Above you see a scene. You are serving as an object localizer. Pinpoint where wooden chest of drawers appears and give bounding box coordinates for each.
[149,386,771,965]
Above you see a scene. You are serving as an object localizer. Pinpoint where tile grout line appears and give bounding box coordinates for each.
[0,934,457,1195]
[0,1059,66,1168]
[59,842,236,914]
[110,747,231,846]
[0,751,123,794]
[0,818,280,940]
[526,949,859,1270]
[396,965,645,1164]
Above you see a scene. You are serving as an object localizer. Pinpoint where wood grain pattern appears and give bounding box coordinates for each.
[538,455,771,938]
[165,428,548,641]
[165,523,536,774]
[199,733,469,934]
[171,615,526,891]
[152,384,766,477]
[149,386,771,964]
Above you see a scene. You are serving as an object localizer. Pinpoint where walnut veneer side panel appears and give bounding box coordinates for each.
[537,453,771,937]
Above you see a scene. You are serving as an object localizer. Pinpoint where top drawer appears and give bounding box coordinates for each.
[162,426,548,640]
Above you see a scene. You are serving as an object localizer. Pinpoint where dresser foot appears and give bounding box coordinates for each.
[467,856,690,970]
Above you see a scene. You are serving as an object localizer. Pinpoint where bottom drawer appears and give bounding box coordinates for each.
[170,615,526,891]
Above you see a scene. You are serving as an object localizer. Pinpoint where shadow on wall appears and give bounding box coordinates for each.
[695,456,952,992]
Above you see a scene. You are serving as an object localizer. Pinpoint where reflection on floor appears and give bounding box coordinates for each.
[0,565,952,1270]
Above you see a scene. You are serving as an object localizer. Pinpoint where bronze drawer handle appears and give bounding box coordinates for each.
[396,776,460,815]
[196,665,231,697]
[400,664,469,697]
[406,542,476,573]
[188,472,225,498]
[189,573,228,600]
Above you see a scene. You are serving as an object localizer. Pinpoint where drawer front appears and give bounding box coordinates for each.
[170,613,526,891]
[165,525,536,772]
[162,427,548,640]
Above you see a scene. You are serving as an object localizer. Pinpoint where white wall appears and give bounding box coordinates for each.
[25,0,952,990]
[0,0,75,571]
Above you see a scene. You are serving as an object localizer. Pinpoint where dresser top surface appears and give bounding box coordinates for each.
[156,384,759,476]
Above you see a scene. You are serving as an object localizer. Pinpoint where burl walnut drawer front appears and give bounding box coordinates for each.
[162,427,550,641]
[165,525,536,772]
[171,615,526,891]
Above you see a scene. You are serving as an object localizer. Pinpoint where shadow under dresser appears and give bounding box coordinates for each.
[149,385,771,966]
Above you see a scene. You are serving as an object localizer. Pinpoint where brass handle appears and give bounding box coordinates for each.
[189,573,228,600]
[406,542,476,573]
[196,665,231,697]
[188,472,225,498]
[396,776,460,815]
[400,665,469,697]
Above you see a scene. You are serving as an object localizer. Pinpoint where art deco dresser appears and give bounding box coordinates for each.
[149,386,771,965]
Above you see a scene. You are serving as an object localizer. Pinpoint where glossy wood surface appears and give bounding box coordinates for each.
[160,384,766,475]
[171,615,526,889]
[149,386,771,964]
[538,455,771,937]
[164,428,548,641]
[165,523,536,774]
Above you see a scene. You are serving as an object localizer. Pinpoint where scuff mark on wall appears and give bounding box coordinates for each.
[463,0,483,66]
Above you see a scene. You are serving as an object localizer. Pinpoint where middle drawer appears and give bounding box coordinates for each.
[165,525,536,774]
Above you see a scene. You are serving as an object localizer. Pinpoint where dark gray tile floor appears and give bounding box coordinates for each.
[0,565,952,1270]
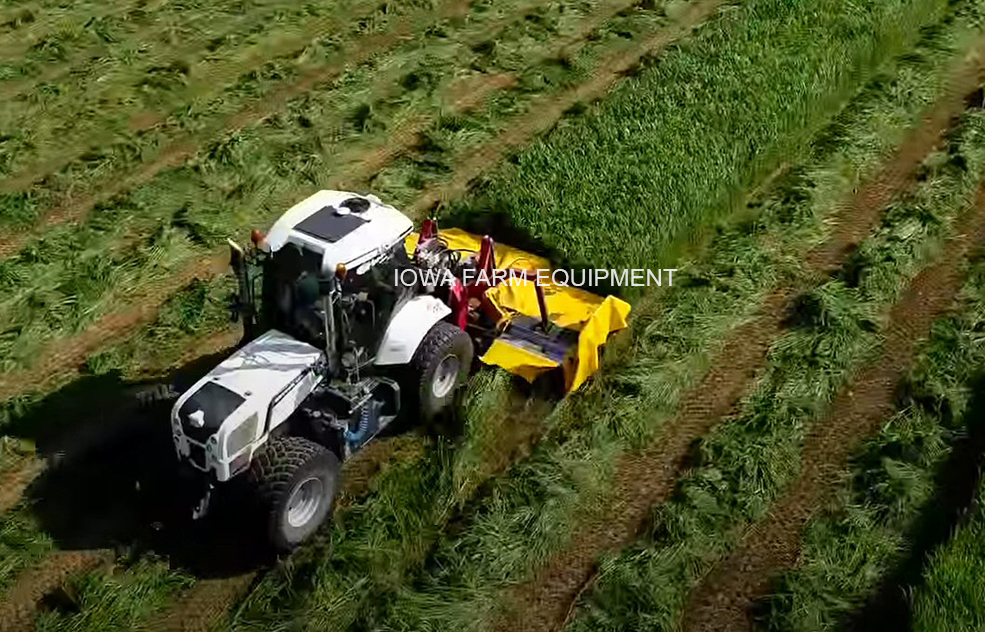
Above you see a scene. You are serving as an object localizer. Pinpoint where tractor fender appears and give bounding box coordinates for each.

■ Short problem ■
Reproduce every item above verbatim, leaving out the pictures.

■ Answer to the task ■
Above you see a scene. You are serving as an object localizer. Pinpoint where wooden chest of drawers appears and give bounding box coordinates for each.
[149,386,771,965]
Above you see a scene. You are serving as an object localizer. Pinpoint where tile grout line appears and give bounding box coordinates for each.
[0,934,457,1195]
[0,1059,66,1168]
[59,842,236,914]
[110,747,231,846]
[0,751,123,794]
[0,818,280,940]
[526,949,859,1270]
[396,965,645,1164]
Above you see a scene. You are serving as an object localizer. Pinpoint where wood grain pattern appears and give bounding box coordinates for each.
[538,455,771,938]
[165,428,548,641]
[165,523,536,774]
[199,733,469,934]
[171,615,526,891]
[152,384,766,477]
[149,386,771,964]
Above you see a scene. You are serving as an object localizer. Pinpoint where walnut veneer side panel appears and give bounding box coordinates for each.
[537,453,771,937]
Above you see a scene. You are serving as an object localizer. Pinpoint where top drawer appears and give bounding box coordinates for each.
[162,426,548,640]
Above you see a scene. You are serving as an object localizer. Pinpoint where dresser foot appears and give bounding box coordinates for each.
[467,856,690,970]
Above you see a scene. You are serving as an object localizer. Pinpoint where bottom drawer appears and give bounding box coordinates for each.
[170,615,526,891]
Above you see a scene. You are serving as an object localizer. Pinpoint where shadow on wall appears and give bounding box coordinates for each.
[695,456,952,992]
Above you see a scene. You are serving as an object localizer. Pinpoint where reflection on floor appears and give bounding box coordinates for each.
[0,565,952,1270]
Above you see a scene. You are serving as an object localizer. Pinpoint where bronze drawer handle appears and give bounding box coordinates for each.
[396,776,460,815]
[196,665,231,697]
[400,664,469,697]
[406,542,476,573]
[188,472,225,498]
[189,573,228,600]
Above you see a scene. You are serving as an object localizer. Pinpoint where drawer front appears and give bounding box coordinates for each.
[170,613,526,891]
[165,525,536,772]
[162,427,548,640]
Above you see a scene. You are serving as an object localizer. Pinpoint where white wall appears and give bounding box coordinates for each.
[25,0,952,990]
[0,0,75,571]
Above you see a scene. You are serving as an object localizer. Pinpoint where dresser top surface appears and give bounding box coordinates for each.
[156,384,759,476]
Above you see a scene. You are serving as an object localizer. Pinpoint where burl walnut drawer front appears and give bounding box coordinates for each.
[162,427,550,641]
[165,525,536,772]
[171,615,526,891]
Above you see a scene. You are serving as an object localizer. Pinpoint where shadow under dresser appears and give bounding box coordinates for each.
[149,385,771,966]
Above you see a scene. You are serving as an object localizer. Pinpoint where brass handle appears and give bounding box coordinates for each.
[189,573,228,600]
[406,542,476,573]
[196,665,231,697]
[188,472,225,498]
[396,776,460,815]
[400,665,469,697]
Above you see a scene. You are serving as an object localizer. Pinpoint where art deco dresser appears and give bounding box coordinates for each.
[149,386,771,965]
Above you see a scene. You are serving as an object localizer. Pinpoint where glossy wood surface appears and give bounding box coordinates for each.
[160,384,766,475]
[171,615,526,889]
[149,386,771,964]
[538,455,771,937]
[164,428,548,641]
[165,523,536,774]
Above you see a scene. You are serving as an object localizer. Pinpoint where scuff mark on wall appears and give bounding box coordinates for each.
[463,0,483,66]
Above you see a scene. You are serving as an object localizer. Pinpoint where middle drawer appears and give bounding box coordinates for each.
[165,525,536,774]
Above you see a scene. You are serving as an object localizer. Pinpoint where dark gray tile floor appears and give bounding box coordinates for each.
[0,565,952,1270]
Above you see a scene. You are serving as an object localizer. Pinpoint where tractor fender appears and give bounding box coordinates for each.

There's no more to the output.